## [Data records]
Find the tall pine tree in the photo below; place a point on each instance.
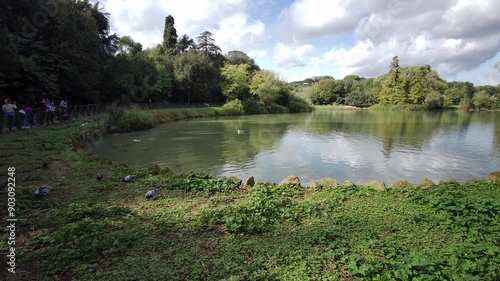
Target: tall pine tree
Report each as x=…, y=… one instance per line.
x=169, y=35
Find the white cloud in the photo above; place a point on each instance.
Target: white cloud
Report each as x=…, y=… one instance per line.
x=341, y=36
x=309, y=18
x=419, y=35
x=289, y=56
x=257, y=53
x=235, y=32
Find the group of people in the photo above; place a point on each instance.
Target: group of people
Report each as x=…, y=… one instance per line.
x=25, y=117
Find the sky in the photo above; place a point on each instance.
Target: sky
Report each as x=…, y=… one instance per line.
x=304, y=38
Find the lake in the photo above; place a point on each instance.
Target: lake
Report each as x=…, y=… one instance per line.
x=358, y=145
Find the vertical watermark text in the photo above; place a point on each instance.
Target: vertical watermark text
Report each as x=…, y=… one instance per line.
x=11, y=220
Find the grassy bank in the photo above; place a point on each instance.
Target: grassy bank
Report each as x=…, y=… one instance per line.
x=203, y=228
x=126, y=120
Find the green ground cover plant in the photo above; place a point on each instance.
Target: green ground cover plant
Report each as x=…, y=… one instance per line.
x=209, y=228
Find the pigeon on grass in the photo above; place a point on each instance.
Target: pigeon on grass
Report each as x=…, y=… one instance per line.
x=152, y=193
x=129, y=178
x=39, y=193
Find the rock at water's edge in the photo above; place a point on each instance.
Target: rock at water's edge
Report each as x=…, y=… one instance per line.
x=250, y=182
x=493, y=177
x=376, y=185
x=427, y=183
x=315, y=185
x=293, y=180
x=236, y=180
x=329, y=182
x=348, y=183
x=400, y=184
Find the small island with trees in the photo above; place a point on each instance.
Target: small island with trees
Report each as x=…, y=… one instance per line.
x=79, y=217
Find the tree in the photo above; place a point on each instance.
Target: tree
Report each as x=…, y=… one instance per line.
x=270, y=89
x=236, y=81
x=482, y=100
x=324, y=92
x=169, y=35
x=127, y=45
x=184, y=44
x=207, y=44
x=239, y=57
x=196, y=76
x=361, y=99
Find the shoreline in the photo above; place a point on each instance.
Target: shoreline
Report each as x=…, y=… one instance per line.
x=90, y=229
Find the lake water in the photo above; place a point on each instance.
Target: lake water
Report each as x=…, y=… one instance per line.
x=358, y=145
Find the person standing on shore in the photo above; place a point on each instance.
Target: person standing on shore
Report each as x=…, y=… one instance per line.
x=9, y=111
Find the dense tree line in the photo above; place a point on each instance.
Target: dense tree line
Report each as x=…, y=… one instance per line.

## [What the exercise asks]
Every line of the listing is to be retyped exactly; pictures stay out.

## [Solution for this problem]
Find the tall pine tree in the photo below; place a point on each instance.
Target: tall pine tree
Report each as x=…, y=… one instance per line.
x=169, y=35
Find the white cloud in the photo above; place a point on each instance.
Target: white cloud
Report each as x=…, y=… one instance per line.
x=341, y=36
x=309, y=18
x=419, y=35
x=289, y=56
x=257, y=53
x=235, y=32
Find the group of people in the photo above; place a point on each instance.
Target: group of people
Report each as x=…, y=… one instance per line.
x=25, y=117
Find the sky in the photo above; place a point on each instance.
Target: sky
Report each as x=…, y=… one instance per line.
x=304, y=38
Find the lake in the photo above; place a point on each instance.
Target: lake
Report each as x=…, y=… one instance per line.
x=358, y=145
Find the vertical watermark text in the photo above; place a point on each instance.
Target: vertical watermark text
Report each as x=…, y=… one instance per line.
x=11, y=220
Find the grassy bank in the photo above; place a point on each instance.
Target: grassy bank
Report each as x=…, y=… one instance per line.
x=203, y=228
x=126, y=120
Find the green ground cover plant in the photo above; place a point on each instance.
Target: green ground cover plant
Report each as x=…, y=… one instance per line.
x=209, y=228
Find the pigeon on grass in the photo above; place a point on each instance.
Target: pigeon on grass
Report each as x=…, y=… one instance per line.
x=152, y=193
x=129, y=178
x=39, y=193
Find the rock at water's edge in the photo above; place a point on each instance.
Target: rock at water's edge
Report each as x=…, y=… one instance per line.
x=250, y=182
x=493, y=177
x=376, y=185
x=427, y=183
x=315, y=185
x=293, y=180
x=236, y=180
x=329, y=182
x=348, y=183
x=400, y=184
Find the small island with trees in the photo above; place a point on each instance.
Target: small island with trees
Report each as x=…, y=… one instance per line.
x=79, y=217
Find the tree in the photo above; place a point on each instance.
Target: tree
Report each as x=…, y=… one instance per line.
x=270, y=89
x=236, y=81
x=482, y=100
x=324, y=92
x=169, y=35
x=127, y=45
x=184, y=44
x=207, y=44
x=239, y=57
x=196, y=76
x=361, y=99
Find the shoreline in the photo above; place a point on each instance.
Target: shoreline
Report each as x=…, y=… one instance per line.
x=90, y=229
Find the lake water in the photo above; place a point on each instance.
Target: lake water
Report each as x=…, y=… one instance per line.
x=358, y=145
Find the person standing on shore in the photo above; place a point on each instance.
Target: person standing on shore
Report each as x=…, y=… one instance per line.
x=9, y=111
Find the dense tree line in the photo above; place a point on each instance.
Target: dense tree line
Report each as x=…, y=… one instance per line.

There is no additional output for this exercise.